**Supplied records**
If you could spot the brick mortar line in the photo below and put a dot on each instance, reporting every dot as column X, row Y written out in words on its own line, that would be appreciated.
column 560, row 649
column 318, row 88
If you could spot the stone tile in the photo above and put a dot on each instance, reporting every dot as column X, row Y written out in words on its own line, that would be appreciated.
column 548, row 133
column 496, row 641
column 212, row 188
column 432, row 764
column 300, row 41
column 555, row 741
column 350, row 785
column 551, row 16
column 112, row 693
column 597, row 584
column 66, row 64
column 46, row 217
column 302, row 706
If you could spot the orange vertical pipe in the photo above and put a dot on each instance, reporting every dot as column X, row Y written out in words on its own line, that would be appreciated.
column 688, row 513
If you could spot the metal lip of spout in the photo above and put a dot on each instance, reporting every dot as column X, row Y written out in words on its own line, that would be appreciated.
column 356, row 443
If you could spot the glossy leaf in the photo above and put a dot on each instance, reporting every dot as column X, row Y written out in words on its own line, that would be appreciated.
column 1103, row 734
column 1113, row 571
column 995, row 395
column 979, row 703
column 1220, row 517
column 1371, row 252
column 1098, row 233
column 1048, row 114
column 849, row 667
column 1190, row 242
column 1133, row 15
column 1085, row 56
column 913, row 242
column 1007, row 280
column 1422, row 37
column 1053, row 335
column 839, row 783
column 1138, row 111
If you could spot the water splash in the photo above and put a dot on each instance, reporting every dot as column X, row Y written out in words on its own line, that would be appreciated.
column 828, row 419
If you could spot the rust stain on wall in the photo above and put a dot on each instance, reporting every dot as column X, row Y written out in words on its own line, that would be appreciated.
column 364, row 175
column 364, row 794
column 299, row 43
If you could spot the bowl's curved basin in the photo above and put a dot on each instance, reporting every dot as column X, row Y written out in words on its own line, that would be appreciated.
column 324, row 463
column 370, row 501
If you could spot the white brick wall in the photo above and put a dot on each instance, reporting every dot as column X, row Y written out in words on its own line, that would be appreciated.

**Directions for this task**
Give back all the data exactly as written.

**Exercise solution**
If you could spot the brick mortar line in the photo below and put a dot on each instance, reporting every dot as column X, row Y written out in words on its own line, that would be appreciated.
column 560, row 649
column 318, row 88
If you could spot the stone tile in the photo above and put a dot on each instance, reporting every dot as column X, row Y written out in words on its own line, that would be appreciated.
column 548, row 133
column 496, row 641
column 212, row 188
column 432, row 764
column 300, row 41
column 555, row 741
column 350, row 785
column 551, row 16
column 112, row 693
column 597, row 584
column 66, row 64
column 46, row 217
column 302, row 706
If you could spot the orange vertical pipe in the photo above and put a dot on each instance, reporting every dot as column X, row Y written out in words on its own line, that would be appreciated.
column 688, row 513
If you could spot the metal lip of spout in the photo above and put a dot on each instance, reporting every dot as column X, row Y written out in words on its own line, that would be appreciated.
column 356, row 443
If you could spot the glossy leaf in the photo above and put a dot on each instance, reporting every dot as column X, row Y written out in words on its own line, that would be appreciated.
column 1103, row 734
column 1113, row 571
column 995, row 395
column 979, row 703
column 1220, row 517
column 1371, row 252
column 1098, row 233
column 1048, row 114
column 849, row 667
column 1190, row 242
column 1133, row 15
column 1085, row 56
column 913, row 242
column 1007, row 280
column 1422, row 37
column 1053, row 335
column 839, row 783
column 1138, row 111
If you could spot the water splash in the photo above and put a dot on each instance, reporting every dot as column X, row Y written out in words on its own line, that would be appreciated.
column 828, row 419
If you could spot the rust stain on wall in the photo above and put a dot on each instance, reporting every dot as column X, row Y written out in words on its own line, that would be appreciated.
column 364, row 175
column 364, row 794
column 299, row 43
If you could spot the bowl's curved basin in the photo above and put a dot on each instance, reporting every dot as column X, row Y written out in words on its own line, that would be appreciated.
column 324, row 463
column 370, row 501
If you could spot the white brick wall in the photo above and put a dot on each instance, reporting every dot as column X, row Y written out in words on its own line, that would be appreciated.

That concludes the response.